Prompt:
Answer these from the excerpt on the history of Icelandic photography:
1. Who translated the text?
2. Who made the process of photography publicly known, and in what year?
3. What abruptly ended Iceland's accelerated growth?

Given passage:
——

Frontiers of Another Nature

© 2011 Crymogea Publishers / Kehrer Verlag Heidelberg Berlin; © 2011 Christiane Stahl, ISBN (Kehrer edition) 978-3-86828-252-8Crymogea Publishers Iceland

A Short History of Icelandic Photography

by Christiane Stahl, translated by Alexandra Cox

(the first couple of paragraphs – total length of the translated text: 6,500 words)

When the process of photography was made publicly known by Louis-Jacques-Mandé Daguerre in 1839 in France and had conquered Europe by the mid-19th century, there was little sign of it in Iceland at first. Iceland was a sparsely populated and impoverished fishing and farming country, dependent on the Danish crown, that was significantly less highly developed than industrialized Europe. It was not until after the turn of the century that the era of modern Iceland began. The speed of its development into a highly technologized country was breathtaking: industrial fishing, metallurgy, environmental technology and tourism turned Iceland into a country with the highest gross national product, the highest birth rate, and the lowest unemployment level within the European Economic Area. This accelerated growth only met an abrupt end with the financial crisis of 2008. After the violent economic earthquake that shook the island it is becoming apparent, however, that Icelanders can weather this type of storm as well, and are exercising composure. There is, after all, much that is different in Iceland than in other countries of Europe.

——

Extracted data:
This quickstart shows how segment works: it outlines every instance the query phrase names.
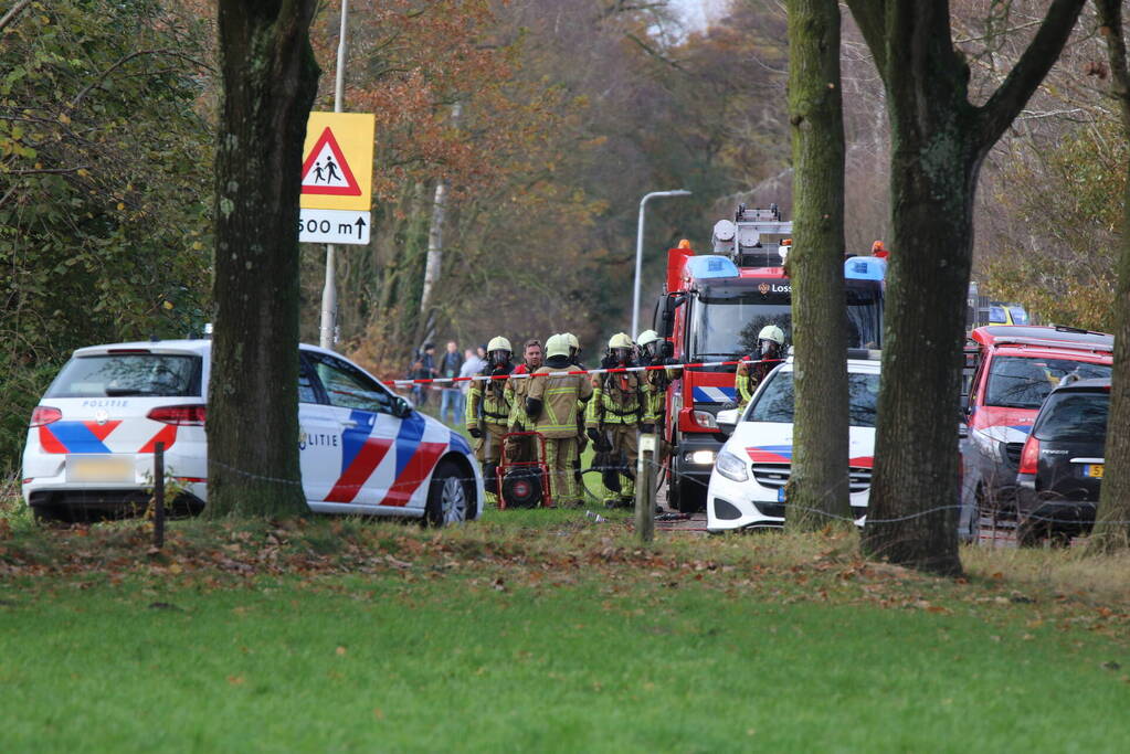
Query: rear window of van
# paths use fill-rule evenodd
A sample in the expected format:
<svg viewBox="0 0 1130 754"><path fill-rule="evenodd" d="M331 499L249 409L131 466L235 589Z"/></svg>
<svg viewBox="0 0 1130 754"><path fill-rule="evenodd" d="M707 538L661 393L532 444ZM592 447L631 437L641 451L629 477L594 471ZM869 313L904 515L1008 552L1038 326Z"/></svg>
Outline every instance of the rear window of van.
<svg viewBox="0 0 1130 754"><path fill-rule="evenodd" d="M71 359L49 398L199 397L201 360L174 353L111 353Z"/></svg>
<svg viewBox="0 0 1130 754"><path fill-rule="evenodd" d="M1103 442L1111 394L1055 393L1048 398L1032 433L1037 440L1077 440Z"/></svg>

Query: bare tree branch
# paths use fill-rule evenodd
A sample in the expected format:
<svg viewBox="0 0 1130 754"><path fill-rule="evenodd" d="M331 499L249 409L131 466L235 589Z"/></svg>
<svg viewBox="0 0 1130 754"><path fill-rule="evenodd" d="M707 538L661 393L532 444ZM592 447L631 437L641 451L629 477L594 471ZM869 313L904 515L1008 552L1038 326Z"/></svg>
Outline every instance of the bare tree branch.
<svg viewBox="0 0 1130 754"><path fill-rule="evenodd" d="M1054 0L1044 16L1035 38L1020 55L1005 82L979 108L981 121L979 140L983 150L989 149L1005 133L1009 124L1032 97L1044 76L1059 59L1059 53L1075 28L1085 0Z"/></svg>

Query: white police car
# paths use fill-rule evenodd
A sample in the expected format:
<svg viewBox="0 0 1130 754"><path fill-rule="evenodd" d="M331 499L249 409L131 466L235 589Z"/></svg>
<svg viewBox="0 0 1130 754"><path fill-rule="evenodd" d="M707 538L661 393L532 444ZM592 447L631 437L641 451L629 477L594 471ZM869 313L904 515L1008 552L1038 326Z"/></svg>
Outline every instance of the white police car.
<svg viewBox="0 0 1130 754"><path fill-rule="evenodd" d="M478 517L483 474L462 436L348 359L312 345L299 353L298 447L311 510L426 517L434 525ZM158 442L179 491L174 510L201 510L210 354L208 340L75 351L32 414L23 492L36 517L144 509Z"/></svg>
<svg viewBox="0 0 1130 754"><path fill-rule="evenodd" d="M849 483L852 517L867 514L875 459L875 415L879 397L877 351L852 349L847 360L850 391ZM714 462L706 493L706 529L779 527L784 524L785 484L792 465L792 357L766 376L740 420L737 410L718 415L730 429Z"/></svg>

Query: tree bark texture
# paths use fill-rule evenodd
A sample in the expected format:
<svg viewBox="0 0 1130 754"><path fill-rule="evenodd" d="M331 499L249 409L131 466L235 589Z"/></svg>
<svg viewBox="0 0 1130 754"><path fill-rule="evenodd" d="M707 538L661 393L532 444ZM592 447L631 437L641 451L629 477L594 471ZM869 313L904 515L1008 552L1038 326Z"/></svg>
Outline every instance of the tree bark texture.
<svg viewBox="0 0 1130 754"><path fill-rule="evenodd" d="M1111 64L1111 94L1119 105L1123 137L1130 140L1130 70L1122 29L1122 0L1095 0L1098 25L1106 38ZM1095 528L1088 542L1092 552L1130 547L1130 165L1122 194L1122 228L1119 236L1119 280L1114 310L1114 369L1111 407L1106 422L1103 485Z"/></svg>
<svg viewBox="0 0 1130 754"><path fill-rule="evenodd" d="M893 246L863 549L958 575L958 401L981 164L1059 56L1084 0L1054 0L980 107L949 3L849 0L887 91Z"/></svg>
<svg viewBox="0 0 1130 754"><path fill-rule="evenodd" d="M208 511L305 512L298 466L298 194L319 69L313 0L220 0Z"/></svg>
<svg viewBox="0 0 1130 754"><path fill-rule="evenodd" d="M792 282L797 420L785 523L850 526L844 252L844 126L836 0L790 0Z"/></svg>

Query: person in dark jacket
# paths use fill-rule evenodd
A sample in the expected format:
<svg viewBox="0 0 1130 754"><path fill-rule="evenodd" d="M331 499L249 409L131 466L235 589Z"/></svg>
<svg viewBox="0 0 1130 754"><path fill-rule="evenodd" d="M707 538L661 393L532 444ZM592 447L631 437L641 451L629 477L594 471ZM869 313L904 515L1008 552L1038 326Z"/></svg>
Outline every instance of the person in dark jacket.
<svg viewBox="0 0 1130 754"><path fill-rule="evenodd" d="M435 343L424 343L408 376L412 379L435 379ZM427 385L412 385L412 401L416 405L427 405Z"/></svg>

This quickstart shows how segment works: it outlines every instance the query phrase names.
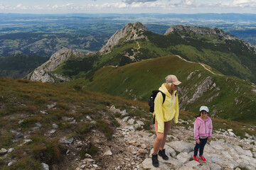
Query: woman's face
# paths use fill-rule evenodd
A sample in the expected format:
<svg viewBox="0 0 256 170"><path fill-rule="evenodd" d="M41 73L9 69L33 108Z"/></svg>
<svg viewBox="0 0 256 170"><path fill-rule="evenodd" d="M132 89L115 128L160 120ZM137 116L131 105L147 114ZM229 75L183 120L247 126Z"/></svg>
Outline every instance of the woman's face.
<svg viewBox="0 0 256 170"><path fill-rule="evenodd" d="M174 84L172 84L171 85L171 90L172 90L172 91L176 91L176 90L177 90L177 89L178 89L178 85L174 85Z"/></svg>

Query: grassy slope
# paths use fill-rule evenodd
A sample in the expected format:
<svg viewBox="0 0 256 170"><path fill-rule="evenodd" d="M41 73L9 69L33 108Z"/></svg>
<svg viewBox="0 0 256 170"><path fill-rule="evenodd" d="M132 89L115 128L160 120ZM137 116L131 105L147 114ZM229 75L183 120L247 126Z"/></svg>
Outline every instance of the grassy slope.
<svg viewBox="0 0 256 170"><path fill-rule="evenodd" d="M114 117L120 117L109 111L107 107L112 105L122 110L126 109L131 115L144 122L145 128L149 128L152 116L146 111L146 103L81 89L80 86L64 86L0 78L0 146L7 149L14 148L8 158L0 157L0 169L41 169L41 162L49 165L60 163L68 149L59 142L63 137L88 141L95 133L92 132L93 130L97 133L102 132L110 140L113 130L119 126ZM52 104L55 104L55 108L48 108L47 106ZM137 108L136 110L132 106ZM48 114L43 114L41 110ZM87 115L96 123L87 121ZM77 123L68 123L62 119L63 116L74 118ZM19 124L20 120L23 122ZM36 127L36 123L42 125L39 130L33 130ZM58 125L58 132L54 135L44 136L53 130L53 123ZM15 138L15 133L10 130L18 128L32 142L24 144L23 137ZM18 142L13 142L12 140ZM83 149L90 149L85 147ZM8 167L9 159L19 162Z"/></svg>
<svg viewBox="0 0 256 170"><path fill-rule="evenodd" d="M198 72L187 80L195 70ZM188 97L183 99L181 109L196 113L201 105L206 104L210 110L217 110L217 115L223 118L255 123L255 94L252 92L251 83L233 76L213 75L199 64L185 62L176 56L146 60L119 67L105 67L96 72L91 81L81 78L66 84L85 84L85 88L88 90L147 101L151 91L158 89L169 74L177 75L182 81L179 98ZM213 77L216 87L208 90L194 103L188 103L196 88L208 76ZM217 97L207 101L217 94ZM238 103L235 98L239 101Z"/></svg>

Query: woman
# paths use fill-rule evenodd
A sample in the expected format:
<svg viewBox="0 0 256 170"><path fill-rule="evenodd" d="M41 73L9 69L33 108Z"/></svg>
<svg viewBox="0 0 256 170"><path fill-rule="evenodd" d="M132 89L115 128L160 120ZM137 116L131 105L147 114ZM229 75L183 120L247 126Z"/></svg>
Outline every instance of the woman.
<svg viewBox="0 0 256 170"><path fill-rule="evenodd" d="M167 132L171 125L171 120L174 118L174 123L178 123L178 100L176 89L178 85L181 82L174 75L168 75L166 78L166 83L163 84L159 88L159 91L166 95L165 101L163 103L163 95L158 93L154 100L154 112L156 118L155 130L156 138L154 143L154 152L152 154L152 164L158 167L159 164L157 155L161 156L164 160L168 160L169 157L165 154L164 149L166 141Z"/></svg>

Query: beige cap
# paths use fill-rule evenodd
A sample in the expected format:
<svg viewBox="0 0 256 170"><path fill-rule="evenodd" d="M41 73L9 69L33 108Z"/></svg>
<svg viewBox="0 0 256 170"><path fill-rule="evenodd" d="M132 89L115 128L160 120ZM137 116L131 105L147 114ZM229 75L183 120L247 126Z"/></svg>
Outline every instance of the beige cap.
<svg viewBox="0 0 256 170"><path fill-rule="evenodd" d="M171 83L177 86L181 83L178 80L176 76L171 74L166 76L166 83Z"/></svg>

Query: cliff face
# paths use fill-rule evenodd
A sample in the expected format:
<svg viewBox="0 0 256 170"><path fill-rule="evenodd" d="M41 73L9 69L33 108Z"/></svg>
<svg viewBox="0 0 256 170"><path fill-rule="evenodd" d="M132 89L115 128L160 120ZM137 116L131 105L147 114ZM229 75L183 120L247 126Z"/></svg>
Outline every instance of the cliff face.
<svg viewBox="0 0 256 170"><path fill-rule="evenodd" d="M110 52L112 47L117 45L122 38L124 38L124 42L146 38L143 35L143 32L145 30L147 30L146 27L139 22L133 24L128 23L122 29L118 30L110 38L107 44L100 50L100 52L102 55Z"/></svg>
<svg viewBox="0 0 256 170"><path fill-rule="evenodd" d="M55 83L56 81L65 81L70 79L58 74L53 74L51 71L55 69L59 64L65 62L67 59L74 57L79 57L80 54L68 48L62 50L54 53L48 61L36 68L32 72L28 74L25 79L31 81L38 81L42 82Z"/></svg>
<svg viewBox="0 0 256 170"><path fill-rule="evenodd" d="M234 35L227 33L222 30L220 28L210 28L208 27L200 27L200 26L181 26L181 25L177 25L173 27L171 27L169 28L164 35L168 35L170 33L176 33L179 34L181 37L189 37L189 34L193 33L193 34L198 34L200 35L205 35L210 37L211 35L213 35L217 38L217 41L220 40L220 39L223 38L225 40L237 40L239 41L240 43L245 45L248 50L253 52L255 54L256 54L256 45L251 44L250 42L247 42L245 40L240 40ZM190 37L191 38L191 37ZM195 38L195 37L193 37Z"/></svg>

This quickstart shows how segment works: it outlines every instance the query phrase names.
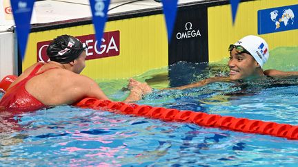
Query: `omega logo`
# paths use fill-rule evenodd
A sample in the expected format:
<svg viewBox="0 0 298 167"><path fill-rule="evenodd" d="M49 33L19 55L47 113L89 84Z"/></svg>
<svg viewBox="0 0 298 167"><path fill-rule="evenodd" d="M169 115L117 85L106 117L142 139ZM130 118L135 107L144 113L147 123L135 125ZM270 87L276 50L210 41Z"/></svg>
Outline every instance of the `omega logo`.
<svg viewBox="0 0 298 167"><path fill-rule="evenodd" d="M176 38L177 39L195 38L198 36L201 36L201 33L199 30L192 30L192 23L191 22L187 22L185 25L185 32L178 32L176 34Z"/></svg>

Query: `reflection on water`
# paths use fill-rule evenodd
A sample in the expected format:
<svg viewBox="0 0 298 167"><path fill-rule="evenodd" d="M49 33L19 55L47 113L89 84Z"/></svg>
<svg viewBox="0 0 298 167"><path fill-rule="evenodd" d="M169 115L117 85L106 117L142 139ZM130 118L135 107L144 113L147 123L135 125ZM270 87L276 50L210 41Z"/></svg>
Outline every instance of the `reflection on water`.
<svg viewBox="0 0 298 167"><path fill-rule="evenodd" d="M137 79L161 88L218 74L226 75L222 65L222 68L218 65L185 63L176 65L170 67L171 72L155 70L156 74L148 72ZM187 75L170 74L175 68L185 69ZM115 100L125 98L128 92L121 89L127 80L108 83L101 82L105 92ZM137 103L298 124L297 88L297 80L292 78L215 82L186 90L156 89ZM297 141L104 111L59 106L15 115L2 112L0 119L1 166L295 166L298 163Z"/></svg>

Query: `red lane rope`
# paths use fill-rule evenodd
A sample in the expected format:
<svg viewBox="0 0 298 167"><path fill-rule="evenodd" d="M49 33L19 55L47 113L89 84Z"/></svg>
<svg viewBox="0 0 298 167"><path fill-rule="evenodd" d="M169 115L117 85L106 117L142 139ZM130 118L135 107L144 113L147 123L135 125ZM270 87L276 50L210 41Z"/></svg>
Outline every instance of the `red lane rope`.
<svg viewBox="0 0 298 167"><path fill-rule="evenodd" d="M152 107L148 105L126 104L87 98L74 105L92 109L101 109L110 112L143 116L165 121L191 122L199 126L221 128L244 133L270 135L298 140L298 126L278 124L272 122L221 116L192 111L179 111L163 107Z"/></svg>
<svg viewBox="0 0 298 167"><path fill-rule="evenodd" d="M15 76L7 76L0 82L0 91L5 93L7 88L17 78ZM166 121L186 122L200 126L221 128L244 133L252 133L298 140L298 126L277 124L246 118L221 116L192 111L179 111L163 107L152 107L148 105L126 104L121 102L101 100L87 98L74 104L82 108L107 110L123 114L143 116Z"/></svg>

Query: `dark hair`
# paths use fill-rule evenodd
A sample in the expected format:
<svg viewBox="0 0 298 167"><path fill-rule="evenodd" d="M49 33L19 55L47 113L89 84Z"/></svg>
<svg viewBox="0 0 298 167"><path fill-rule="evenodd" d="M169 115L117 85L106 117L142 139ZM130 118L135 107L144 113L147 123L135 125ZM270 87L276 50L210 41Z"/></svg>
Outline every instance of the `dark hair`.
<svg viewBox="0 0 298 167"><path fill-rule="evenodd" d="M47 54L51 61L68 63L77 58L86 48L86 45L70 35L61 35L54 38L48 47Z"/></svg>

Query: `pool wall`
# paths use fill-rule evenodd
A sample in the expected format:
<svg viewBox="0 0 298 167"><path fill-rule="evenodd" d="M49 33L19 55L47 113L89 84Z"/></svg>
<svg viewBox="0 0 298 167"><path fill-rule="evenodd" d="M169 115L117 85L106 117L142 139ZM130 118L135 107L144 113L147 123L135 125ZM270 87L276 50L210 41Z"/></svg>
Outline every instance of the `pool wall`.
<svg viewBox="0 0 298 167"><path fill-rule="evenodd" d="M83 74L94 79L131 77L179 61L220 62L228 56L230 44L248 34L264 38L270 49L280 46L297 47L298 30L290 30L290 26L282 32L258 32L261 29L258 23L266 19L258 16L258 11L288 5L296 9L295 5L297 2L291 0L243 1L233 25L228 1L180 4L170 43L167 41L161 8L111 14L101 49L95 49L91 18L33 25L21 68L37 62L39 56L46 61L47 43L64 34L88 43L89 60ZM272 26L275 26L273 21Z"/></svg>

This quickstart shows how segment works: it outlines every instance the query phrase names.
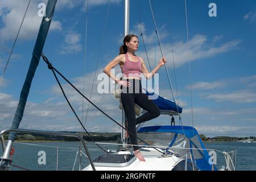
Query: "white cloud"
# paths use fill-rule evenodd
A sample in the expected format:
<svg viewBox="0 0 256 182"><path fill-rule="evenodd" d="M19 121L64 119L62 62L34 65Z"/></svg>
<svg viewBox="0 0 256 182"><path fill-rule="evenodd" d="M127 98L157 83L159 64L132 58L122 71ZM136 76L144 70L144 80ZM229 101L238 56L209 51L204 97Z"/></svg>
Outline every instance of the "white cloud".
<svg viewBox="0 0 256 182"><path fill-rule="evenodd" d="M216 43L216 42L219 42L220 40L221 40L223 38L224 36L223 35L216 35L214 36L214 37L213 38L212 42L213 43Z"/></svg>
<svg viewBox="0 0 256 182"><path fill-rule="evenodd" d="M237 46L240 43L239 40L234 40L222 43L219 46L209 46L207 42L207 36L204 35L196 35L189 41L190 44L190 61L193 61L204 58L210 57L220 53L227 52L237 48ZM213 43L210 43L213 44ZM214 45L214 44L213 44ZM166 57L172 57L171 51L170 44L162 44L162 51L164 56ZM188 46L186 41L178 41L173 44L174 55L176 68L178 68L183 64L187 64L188 61ZM151 65L153 65L155 60L155 47L150 46L147 49L148 56ZM159 60L161 57L161 53L159 51L156 52L156 57ZM142 52L142 57L146 57L146 53ZM147 64L147 61L146 61ZM167 66L172 66L172 60L167 59Z"/></svg>
<svg viewBox="0 0 256 182"><path fill-rule="evenodd" d="M256 127L234 126L197 126L200 134L208 135L229 135L234 136L254 136Z"/></svg>
<svg viewBox="0 0 256 182"><path fill-rule="evenodd" d="M199 82L191 85L193 90L211 90L218 88L222 88L226 85L223 81L214 81L212 82ZM190 86L187 86L187 89L190 88Z"/></svg>
<svg viewBox="0 0 256 182"><path fill-rule="evenodd" d="M155 39L156 38L156 34L154 31L148 32L148 30L146 28L146 24L144 23L142 23L141 29L143 34L144 42L145 43L146 48L150 45L151 46L152 44L155 44ZM158 30L159 38L160 39L164 39L169 36L169 34L166 30L165 24L163 25ZM141 36L141 24L138 23L133 26L133 28L130 31L130 34L134 34L138 36L138 38L140 39ZM121 34L117 38L118 42L121 44L123 44L123 35ZM139 43L140 46L144 49L142 40ZM155 51L154 51L155 52Z"/></svg>
<svg viewBox="0 0 256 182"><path fill-rule="evenodd" d="M65 36L65 42L67 44L75 44L80 41L81 34L70 34Z"/></svg>
<svg viewBox="0 0 256 182"><path fill-rule="evenodd" d="M218 102L231 101L234 103L254 103L256 102L256 93L253 90L244 89L229 93L213 94L206 98L213 99Z"/></svg>
<svg viewBox="0 0 256 182"><path fill-rule="evenodd" d="M38 15L39 1L31 1L22 25L19 40L30 40L37 35L42 18ZM3 27L0 30L0 38L3 42L13 40L16 36L19 26L28 3L28 1L2 1L0 4L0 17ZM61 23L53 20L51 26L51 31L61 30Z"/></svg>
<svg viewBox="0 0 256 182"><path fill-rule="evenodd" d="M61 46L60 54L71 54L82 51L82 45L80 43L81 34L71 33L65 36L65 45Z"/></svg>
<svg viewBox="0 0 256 182"><path fill-rule="evenodd" d="M109 3L119 3L121 2L121 0L92 0L89 1L88 2L88 7L90 8L91 7L95 7L98 6L101 6L103 5L106 5ZM83 10L86 10L86 1L84 1L84 9Z"/></svg>

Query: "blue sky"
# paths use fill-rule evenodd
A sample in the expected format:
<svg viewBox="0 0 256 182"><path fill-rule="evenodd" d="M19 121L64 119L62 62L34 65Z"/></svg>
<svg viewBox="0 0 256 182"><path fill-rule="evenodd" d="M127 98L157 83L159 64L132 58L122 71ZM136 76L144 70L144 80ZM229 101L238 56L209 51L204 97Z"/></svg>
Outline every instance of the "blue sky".
<svg viewBox="0 0 256 182"><path fill-rule="evenodd" d="M184 125L191 126L191 104L184 1L151 1L163 51L167 58L174 91L176 84L171 48L174 48L179 103ZM28 0L2 0L0 3L0 73L2 75ZM31 59L42 18L32 1L3 82L0 84L0 130L10 127L20 92ZM217 17L210 17L209 3L217 5ZM254 0L187 0L194 126L208 136L256 135L256 2ZM131 1L130 33L141 40L138 55L147 64L139 35L139 9ZM53 66L90 97L96 77L118 53L123 34L123 1L89 1L86 54L86 1L60 0L47 39L44 53ZM160 58L148 1L141 0L142 27L151 66ZM85 59L85 71L84 63ZM97 63L98 63L98 65ZM117 68L117 72L120 72ZM172 100L164 69L159 72L160 94ZM97 79L97 77L96 77ZM100 94L94 83L92 101L118 121L118 101ZM68 96L81 117L82 98L64 82ZM87 110L88 102L84 102ZM119 129L92 106L85 126L90 131L119 132ZM176 118L176 123L179 123ZM146 125L169 125L161 116ZM80 131L52 74L41 60L35 76L20 128Z"/></svg>

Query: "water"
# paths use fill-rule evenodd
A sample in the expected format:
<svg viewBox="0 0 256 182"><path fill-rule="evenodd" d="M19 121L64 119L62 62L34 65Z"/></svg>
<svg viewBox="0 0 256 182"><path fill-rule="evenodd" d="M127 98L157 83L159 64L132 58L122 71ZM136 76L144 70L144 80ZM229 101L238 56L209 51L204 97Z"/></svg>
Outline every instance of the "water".
<svg viewBox="0 0 256 182"><path fill-rule="evenodd" d="M28 145L31 144L44 145L48 147ZM233 149L236 149L237 152L236 169L238 171L256 170L256 143L213 142L205 142L204 144L207 148L216 149L221 151L229 152ZM72 170L79 145L80 142L77 142L26 143L26 144L15 143L13 164L31 170L56 170L57 159L56 147L59 146L60 148L59 148L58 169ZM116 149L116 146L114 145L101 146L102 147L106 146L110 150ZM103 154L102 150L93 143L87 143L87 147L93 159ZM42 154L45 154L45 155L42 155ZM2 151L0 150L0 155L2 154ZM45 161L43 160L43 156L45 156ZM218 168L221 168L225 163L223 155L218 152L217 152L217 163ZM89 163L87 158L82 155L82 168L87 166ZM13 167L11 169L19 170ZM74 169L79 169L79 156L77 158Z"/></svg>

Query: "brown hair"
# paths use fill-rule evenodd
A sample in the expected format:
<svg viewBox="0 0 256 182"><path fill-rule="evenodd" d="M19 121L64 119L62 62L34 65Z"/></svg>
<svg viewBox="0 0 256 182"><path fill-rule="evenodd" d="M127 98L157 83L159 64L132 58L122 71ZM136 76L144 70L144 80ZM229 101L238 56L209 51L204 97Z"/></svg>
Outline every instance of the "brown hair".
<svg viewBox="0 0 256 182"><path fill-rule="evenodd" d="M127 35L125 36L125 39L123 39L123 45L121 46L120 47L120 48L119 49L119 55L127 53L127 48L126 45L125 45L125 43L126 42L129 42L130 41L131 41L131 38L134 36L135 36L138 38L138 36L137 36L136 35L133 35L133 34Z"/></svg>

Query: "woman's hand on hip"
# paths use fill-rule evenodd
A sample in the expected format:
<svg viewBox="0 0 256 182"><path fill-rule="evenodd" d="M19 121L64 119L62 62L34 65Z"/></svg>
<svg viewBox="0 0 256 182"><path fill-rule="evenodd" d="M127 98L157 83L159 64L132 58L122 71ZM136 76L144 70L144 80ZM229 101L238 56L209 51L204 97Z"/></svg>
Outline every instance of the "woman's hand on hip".
<svg viewBox="0 0 256 182"><path fill-rule="evenodd" d="M159 61L159 64L162 67L166 63L166 59L164 57L163 57Z"/></svg>
<svg viewBox="0 0 256 182"><path fill-rule="evenodd" d="M125 86L125 88L131 86L131 83L127 81L121 80L118 81L118 84Z"/></svg>

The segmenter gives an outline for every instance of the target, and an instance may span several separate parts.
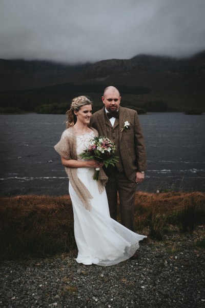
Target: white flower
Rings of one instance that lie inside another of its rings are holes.
[[[127,130],[128,129],[129,126],[130,125],[130,123],[129,123],[128,121],[125,121],[124,123],[124,126],[122,128],[121,128],[120,131],[122,131],[123,130]]]

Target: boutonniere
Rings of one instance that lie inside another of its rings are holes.
[[[128,128],[129,128],[129,126],[130,124],[129,123],[128,121],[125,121],[124,123],[124,126],[120,129],[120,131],[122,131],[123,130],[127,130]]]

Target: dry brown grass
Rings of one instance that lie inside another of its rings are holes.
[[[200,211],[198,223],[204,224],[204,194],[137,192],[137,232],[162,239],[166,224],[178,223],[177,214],[186,201]],[[20,196],[0,201],[1,259],[45,257],[76,249],[69,196]]]

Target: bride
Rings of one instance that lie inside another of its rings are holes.
[[[69,179],[69,191],[74,220],[78,263],[108,266],[131,258],[146,236],[137,234],[110,218],[103,163],[84,160],[81,154],[97,131],[89,127],[92,102],[86,97],[72,100],[66,112],[67,129],[55,149],[60,155]],[[100,167],[99,180],[93,180]]]

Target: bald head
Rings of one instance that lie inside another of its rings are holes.
[[[117,90],[116,88],[115,87],[113,87],[112,86],[110,86],[107,87],[105,89],[104,93],[103,96],[105,97],[105,95],[109,93],[109,94],[117,94],[120,97],[120,94],[119,91]]]
[[[105,89],[104,96],[102,97],[107,110],[111,113],[118,110],[120,99],[119,91],[111,86]]]

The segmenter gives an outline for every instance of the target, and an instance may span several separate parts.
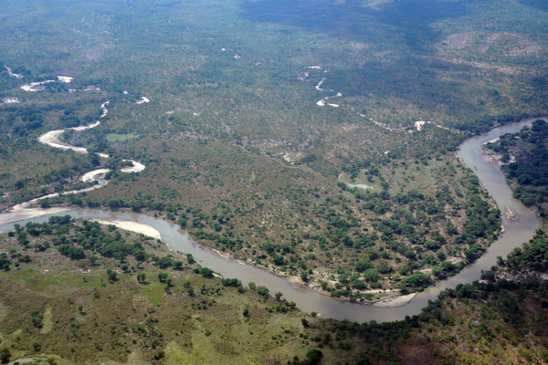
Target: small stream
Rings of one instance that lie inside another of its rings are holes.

——

Result of the exercise:
1. Alexandra Cox
2. Louis-Jacques-Mandé Daguerre, in 1839
3. The financial crisis of 2008